- Page text -
######

Modern Cancer Analytics: a natural language application to a complex biological landscape


Session type:


Jessica Black1,Paul O'Reilly2,Manuel Salto-Tellez2,Darragh McArt2
1Bioinformatics and Integromics Laboratory, CCRCB,2CCRCB, Queen's University Belfast



Many scientists are unfamiliar with the programming and computational paradigms required to analyse large and increasingly complex datasets, resulting in a backlog of data analysis and pressure on bioinformaticians. Additionally, there are numerous analytical pipelines available with no framework available for their integration. The AnalyticsDSL is a domain specific language (DSL) providing an integrative and flexible natural language syntax for the definition of pipelines through parsing various analytical tools.


The DSL has been created using ANTLR v4, a parser generator tool, using scientific terminology and natural language statements to define analytical workflows. Terminology includes commonly used keywords described in literature. Submitted commands are processed into tokens, passed to a syntax tree for recognition, triggering various analytical functions within a Python utilities class. Connected analytical tools include R packages for microarray analysis, or ‘bowtie2’ for RNA-Seq analysis. Analytics are now output through a robust DSL workflow in a single environment, outputting associated metadata which can sculpt materials and methods files for use in publications and archiving.

######

- Records provided -

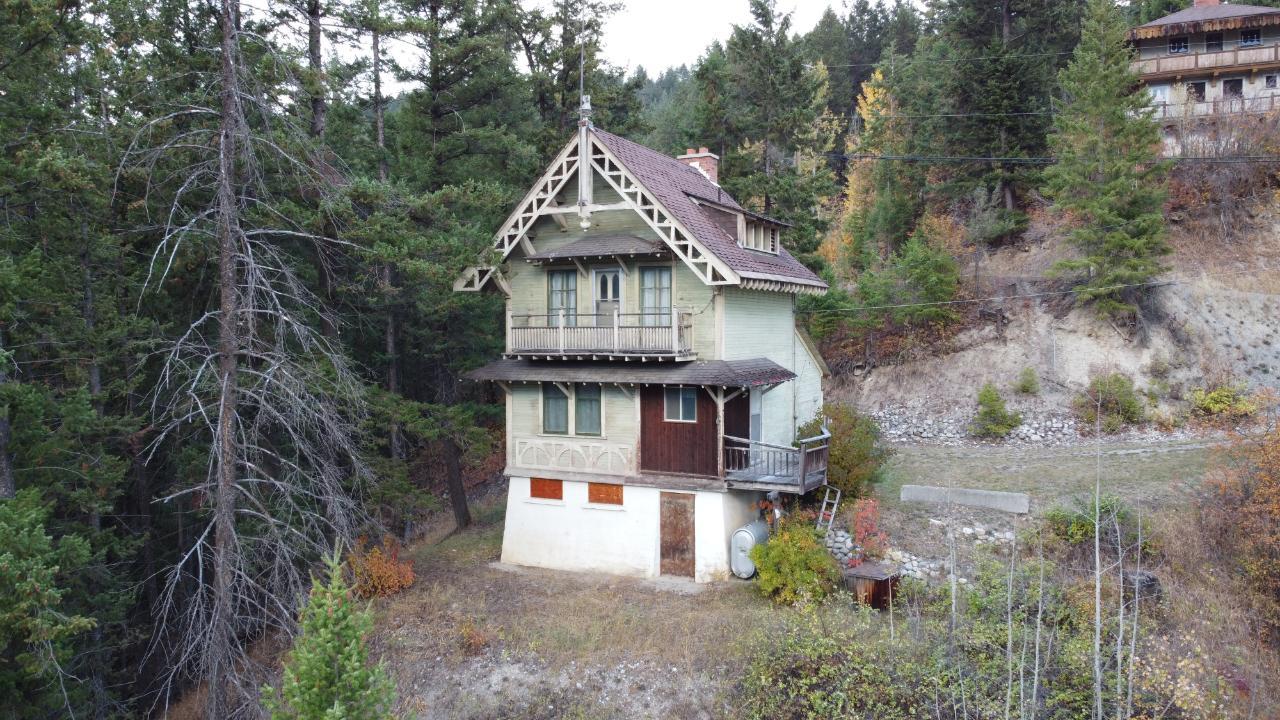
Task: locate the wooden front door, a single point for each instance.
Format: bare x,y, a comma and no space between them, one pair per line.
677,534
671,446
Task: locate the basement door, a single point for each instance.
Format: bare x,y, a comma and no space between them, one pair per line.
677,534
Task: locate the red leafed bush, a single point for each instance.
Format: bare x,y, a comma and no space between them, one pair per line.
379,572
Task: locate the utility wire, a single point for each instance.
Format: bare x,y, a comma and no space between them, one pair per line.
1025,296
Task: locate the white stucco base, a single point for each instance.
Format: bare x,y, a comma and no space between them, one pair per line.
574,534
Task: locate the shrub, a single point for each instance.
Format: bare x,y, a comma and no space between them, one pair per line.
1242,514
856,458
1028,382
327,673
379,572
867,533
993,419
1118,400
795,565
1224,401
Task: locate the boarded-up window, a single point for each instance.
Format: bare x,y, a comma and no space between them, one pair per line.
603,493
545,490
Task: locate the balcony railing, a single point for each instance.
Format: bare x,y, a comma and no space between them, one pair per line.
1185,63
1225,106
664,336
773,466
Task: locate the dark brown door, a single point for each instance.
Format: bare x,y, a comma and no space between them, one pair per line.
672,446
677,534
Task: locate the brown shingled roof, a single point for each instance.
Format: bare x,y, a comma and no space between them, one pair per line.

######

- Actions to take -
A) Turn the paragraph of the cancer analytics abstract that begins "The DSL has been created using ANTLR v4" into a short bulleted list that keeps its main facts.
B) Give the names of all the authors listed in the cancer analytics abstract.

- Set of answers -
A)
- The DSL was built with ANTLR v4, a parser generator tool.
- It uses scientific terms and natural language statements to define analytical workflows, with keywords commonly used in the literature.
- Submitted commands are split into tokens and passed to a syntax tree for recognition. This triggers analytical functions in a Python utilities class.
- Connected tools include R packages for microarray analysis and "bowtie2" for RNA-Seq analysis.
- Results come out through a single DSL workflow in one environment.
- The workflow also outputs metadata that can shape materials and methods files for publications and archiving.

B)
- Jessica Black
- Paul O'Reilly
- Manuel Salto-Tellez
- Darragh McArt